**Task to complete**
Only the lines from the line holding "Task: set a dot on every instance of the parked" to the last line should be output, each exactly as given.

BEGIN Records shown

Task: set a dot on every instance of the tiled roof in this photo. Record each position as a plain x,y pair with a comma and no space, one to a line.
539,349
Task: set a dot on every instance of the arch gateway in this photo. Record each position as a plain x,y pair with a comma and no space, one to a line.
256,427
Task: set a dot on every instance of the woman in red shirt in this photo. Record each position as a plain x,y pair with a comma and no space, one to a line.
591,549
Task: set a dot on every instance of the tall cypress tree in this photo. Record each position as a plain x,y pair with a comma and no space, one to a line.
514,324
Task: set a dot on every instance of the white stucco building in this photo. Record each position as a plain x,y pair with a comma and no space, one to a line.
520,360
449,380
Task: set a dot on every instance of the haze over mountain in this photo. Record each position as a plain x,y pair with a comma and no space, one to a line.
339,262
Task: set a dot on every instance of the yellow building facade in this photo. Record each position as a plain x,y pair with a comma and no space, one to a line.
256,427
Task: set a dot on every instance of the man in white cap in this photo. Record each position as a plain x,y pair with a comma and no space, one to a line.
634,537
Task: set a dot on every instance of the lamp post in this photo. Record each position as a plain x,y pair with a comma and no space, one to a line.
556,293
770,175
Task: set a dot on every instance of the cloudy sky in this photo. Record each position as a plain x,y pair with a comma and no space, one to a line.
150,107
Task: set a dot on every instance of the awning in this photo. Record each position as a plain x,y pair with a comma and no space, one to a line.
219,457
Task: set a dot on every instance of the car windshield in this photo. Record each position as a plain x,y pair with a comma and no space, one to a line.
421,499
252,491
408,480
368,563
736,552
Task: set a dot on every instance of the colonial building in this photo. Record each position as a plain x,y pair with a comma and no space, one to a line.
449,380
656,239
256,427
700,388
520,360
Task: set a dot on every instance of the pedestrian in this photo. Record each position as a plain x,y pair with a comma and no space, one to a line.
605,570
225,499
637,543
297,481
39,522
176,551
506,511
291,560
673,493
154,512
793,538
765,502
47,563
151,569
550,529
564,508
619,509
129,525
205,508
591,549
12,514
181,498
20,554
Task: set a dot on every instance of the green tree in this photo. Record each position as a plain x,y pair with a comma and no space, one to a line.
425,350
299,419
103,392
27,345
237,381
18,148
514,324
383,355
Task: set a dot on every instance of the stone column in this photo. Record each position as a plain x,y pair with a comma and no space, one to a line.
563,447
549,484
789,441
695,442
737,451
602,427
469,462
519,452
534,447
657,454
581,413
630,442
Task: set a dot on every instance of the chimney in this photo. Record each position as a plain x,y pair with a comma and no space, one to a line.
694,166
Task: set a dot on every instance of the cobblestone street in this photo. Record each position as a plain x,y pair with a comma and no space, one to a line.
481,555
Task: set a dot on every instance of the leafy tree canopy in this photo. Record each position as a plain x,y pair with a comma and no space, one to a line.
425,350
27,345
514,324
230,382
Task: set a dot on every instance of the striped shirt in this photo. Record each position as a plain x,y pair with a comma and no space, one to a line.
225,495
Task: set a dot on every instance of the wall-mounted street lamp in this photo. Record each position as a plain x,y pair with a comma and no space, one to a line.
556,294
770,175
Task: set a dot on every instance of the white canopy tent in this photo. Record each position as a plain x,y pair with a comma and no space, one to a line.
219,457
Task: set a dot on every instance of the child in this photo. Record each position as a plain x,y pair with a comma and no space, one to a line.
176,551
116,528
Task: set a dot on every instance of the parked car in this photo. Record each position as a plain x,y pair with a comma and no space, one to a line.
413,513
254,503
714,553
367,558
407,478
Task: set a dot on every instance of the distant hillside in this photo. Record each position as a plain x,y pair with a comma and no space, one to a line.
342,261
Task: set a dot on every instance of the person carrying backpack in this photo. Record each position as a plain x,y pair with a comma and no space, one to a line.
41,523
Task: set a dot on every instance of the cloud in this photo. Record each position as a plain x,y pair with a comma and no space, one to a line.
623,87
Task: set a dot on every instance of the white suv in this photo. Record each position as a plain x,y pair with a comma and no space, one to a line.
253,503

END Records shown

**Task output**
Task: set a dot on every instance of the parked car in this photo. Record each position as a plain x,y pair with a comma and no space, one to a line.
413,513
254,503
714,553
367,558
407,478
Task: set a dot on every instance of the distant hillside in this photo. Record each position as a plain x,y pair with a comma and no space, one to a line.
342,261
Task: set a dot on every instance of the person carrying backpack in this photo. Record each position as a plain x,y pair with a comma and no space, one to a line.
41,523
Task: set a dot on every instance of the cloud in this photo. Record each position as a plain x,y pair with a comma and no space, one to a line.
623,87
Task: set a dot on every instance of the white suv in this photo. Record each position as a plain x,y pair with a comma and no space, one to a line.
253,503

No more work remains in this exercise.